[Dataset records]
__________

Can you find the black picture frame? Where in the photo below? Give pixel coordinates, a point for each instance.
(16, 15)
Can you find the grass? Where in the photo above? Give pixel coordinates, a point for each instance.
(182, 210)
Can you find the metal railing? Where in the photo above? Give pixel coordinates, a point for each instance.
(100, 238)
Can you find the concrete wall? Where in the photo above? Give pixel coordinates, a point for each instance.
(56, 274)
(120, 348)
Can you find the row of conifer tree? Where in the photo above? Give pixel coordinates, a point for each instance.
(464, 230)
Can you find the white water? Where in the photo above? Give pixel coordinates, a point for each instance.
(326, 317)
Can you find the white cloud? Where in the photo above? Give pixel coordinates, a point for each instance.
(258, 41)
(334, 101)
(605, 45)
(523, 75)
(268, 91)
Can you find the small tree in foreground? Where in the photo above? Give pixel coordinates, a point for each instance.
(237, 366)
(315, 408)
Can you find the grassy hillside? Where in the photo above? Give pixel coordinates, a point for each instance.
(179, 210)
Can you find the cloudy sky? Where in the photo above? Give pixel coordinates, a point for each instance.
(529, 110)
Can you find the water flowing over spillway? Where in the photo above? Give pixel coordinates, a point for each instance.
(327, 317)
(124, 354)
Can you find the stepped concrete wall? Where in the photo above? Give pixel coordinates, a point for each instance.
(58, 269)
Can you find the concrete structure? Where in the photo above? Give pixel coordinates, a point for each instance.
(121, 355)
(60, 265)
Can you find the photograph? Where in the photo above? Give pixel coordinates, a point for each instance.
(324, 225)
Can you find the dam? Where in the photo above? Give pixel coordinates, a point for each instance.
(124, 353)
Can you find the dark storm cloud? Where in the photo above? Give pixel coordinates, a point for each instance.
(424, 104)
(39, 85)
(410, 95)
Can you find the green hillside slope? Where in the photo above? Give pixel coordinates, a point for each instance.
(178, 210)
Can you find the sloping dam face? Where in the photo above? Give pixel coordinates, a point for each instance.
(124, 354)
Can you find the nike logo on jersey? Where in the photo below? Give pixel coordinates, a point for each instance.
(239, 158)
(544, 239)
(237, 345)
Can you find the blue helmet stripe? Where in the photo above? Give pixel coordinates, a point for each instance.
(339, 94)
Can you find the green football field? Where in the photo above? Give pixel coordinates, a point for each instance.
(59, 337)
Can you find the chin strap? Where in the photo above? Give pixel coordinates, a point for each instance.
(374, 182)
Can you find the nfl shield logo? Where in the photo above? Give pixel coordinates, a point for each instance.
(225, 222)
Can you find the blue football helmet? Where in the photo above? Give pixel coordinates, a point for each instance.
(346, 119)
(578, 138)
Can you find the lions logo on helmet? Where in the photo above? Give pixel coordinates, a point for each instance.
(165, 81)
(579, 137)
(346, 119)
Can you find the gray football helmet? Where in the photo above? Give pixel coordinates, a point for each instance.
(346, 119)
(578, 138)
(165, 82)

__________

Directive: Render the records from the line with "Can you find the chin" up to and including the last line as a JSON list of strings, one string per line, with blank lines left out.

Response for this exercise:
[
  "Can you find the chin strap? Where in the photo above? Give pixel coordinates, a point for each instance.",
  "(374, 182)",
  "Can you find the nfl shield logo? Where in the photo above? Give pixel coordinates, a point for each instance.",
  "(225, 222)",
  "Can you find the blue football helmet? Where in the photo above? Give pixel coordinates, a point for each instance.",
  "(346, 119)",
  "(578, 138)",
  "Can you find the lions logo on helmet? Where in the photo above? Give pixel coordinates, a point for each instance.",
  "(165, 81)",
  "(579, 137)",
  "(346, 119)",
  "Can you find the gray football helmet? Where in the photo above? Give pixel coordinates, a point for each instance.",
  "(346, 119)",
  "(578, 138)",
  "(165, 82)"
]